*What to produce*: Write the next portion of the article on mobile data roaming costs, beginning immediately after its final sentence.

─── Selected extract ───

Beware mobile data roaming rates
Mobile data roaming rates on your US phone or tablet plan can be extremely expensive, so beware . When you leave your home (US) network, your costs go up. There is only one “unlimited data” international roaming plan (T-Mobile — read this article on its ground-breaking offering).
Very important: You will be paying per Megabyte for “roaming” data usage outside the US. Your US data plan only covers data usage on your home network. Usage “off network” comes out a different “bucket” of data usage.
AT&T typically charges $20 per Megabyte on its standard international data roaming plan. You can also purchase discounted international data rates, but these are capped — you pay for a fixed amount, and anything over the limit is charged per megabyte.
The hands-down leader in roaming costs is T-Mobile, offering free rate-limited data (up to 256Mbits/sec). For many people this works fine for email, simple web browsing, and mapping apps on smartphones. You can purchase “buckets” of data from T-Mobile that are not rate-limited, allowing up to 1Mbit/sec on 3G networks.
Wireless data technology available in Europe
|Up to 171Kbps (theoretical)||General Packet Radio Service (GPRS)|
|Up to 384Kbps (theoretical)||Enhanced Data GSM Environment (EDGE)|
|Up to 1Mbps (theoretical)||3rd generation GSM (3GSM or simply 3G)|
|Up to 14Mbps (theoretical)||High Speed Data Packet Access (HSDPA) or 3.5G|
|Up to 100Mbps (theoretical)||4G LTE (Long Term Evolution — yes, that is actually what it stands for)|
WiFi: Increasingly the most cost-effective data option
With the broader availability of wireless Internet world-wide, WiFi is becoming the most cost-effective option. Carriers like T-Mobile have extremely good WiFi coverage in Europe, and often have roaming agreements with other WiFi “hot spot” providers. If you are a US T-Mobile customer you may already qualify for free or discounted WiFi world-wide as part of your mobile contract.

─── Source data ───

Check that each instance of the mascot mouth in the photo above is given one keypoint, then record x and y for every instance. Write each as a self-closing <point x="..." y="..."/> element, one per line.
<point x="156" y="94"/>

───

*The output*:
The problem with WiFi is that it isn’t truly mobile — but that’s often OK if you have a “home base” like a coffee shop or hotel where you can do your email and other online work each day. And with Skype on the iPhone and other mobile devices, you can also place free or cheap international phone calls over WiFi too.
3G (3GSM) data
3G stands for “3rd Generation” and represents a whole new mobile technology standard. 3G offers data rates up to 1Mb/sec. 3G is now widely deployed in Western European countries such as the UK, France, Germany, Italy and Spain, as well as the Middle East. Because coverage is generally good in the major cities but not elsewhere, most 3G phones will “fall back” to GPRS/EDGE if they cannot establish a 3G data connection.
Note that there are restrictions based on the use of different frequencies in the US and Rest Of the World (ROW). 3G radio frequencies are different in the US, and so phones need to support no less than 8 different radio frequencies to get full GSM and 3GSM coverage world-wide. To keep costs down, some phones will only support 3G in the US and fall back to EDGE or GPRS elsewhere.
High Speed Downlink Packet Access (HSDPA) or “3.5G”
An acronym only engineers could love to describe a 3G network with higher speed download — 3.5Mbits/sec on most networks, though theoretically capable of 14Mbits/sec. A bit flaky today, so don’t count on it internationally.
Engineering geekiness beat out clarity again with the naming of 4th Generation (4G) mobile data. LTE stands for Long Term Evolution, and the explanation for this is simply too dull to repeat here. Expect data rates in the double-digit megabit range. The actual rate depends on many factors, including the network, the phone, the phase of the moon (OK, kidding), how you hold your phone (not kidding) etc. 4G coverage is very limited today, mostly to urban areas. Do not count on being able to actually get 4G speeds in a specific location unless you have been there and tried it.
The most popular 4G LTE device is the “New iPad” — you know, the one with no official name that came after the iPad 2. New iPads are great for those travelling to Europe, as both the Verizon and AT&T versions support GSM 3G networks and both are unlocked. This means you can buy a pre-paid micro-SIM from any carrier, slot it into the New iPad, and it will provide 3G service. You can even buy an AT&T micro-SIM in the US and use it in the Verizon iPad for 3G coverage (though not sure why you’d want to do that).
Enhanced Data GSM Environment (EDGE)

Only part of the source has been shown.